[Segmentation annotation records]

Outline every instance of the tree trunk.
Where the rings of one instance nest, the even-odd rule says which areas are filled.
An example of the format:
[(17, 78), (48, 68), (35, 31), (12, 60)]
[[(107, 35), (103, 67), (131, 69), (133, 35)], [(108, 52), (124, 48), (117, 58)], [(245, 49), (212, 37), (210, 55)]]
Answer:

:: EXERCISE INSTRUCTIONS ::
Rewrite each line of the material above as a JSON list of strings, with one string per line and blank lines omitted.

:: SOLVED PROBLEM ::
[
  "Outline every instance of the tree trunk.",
  "Where the rings of one instance nest, the even-odd rule says which areas are filled.",
  "An example of the format:",
  "[(17, 78), (48, 68), (35, 31), (12, 60)]",
  "[[(107, 35), (103, 67), (131, 69), (133, 35)], [(108, 52), (124, 48), (117, 58)], [(245, 49), (212, 37), (210, 55)]]",
  "Answer:"
]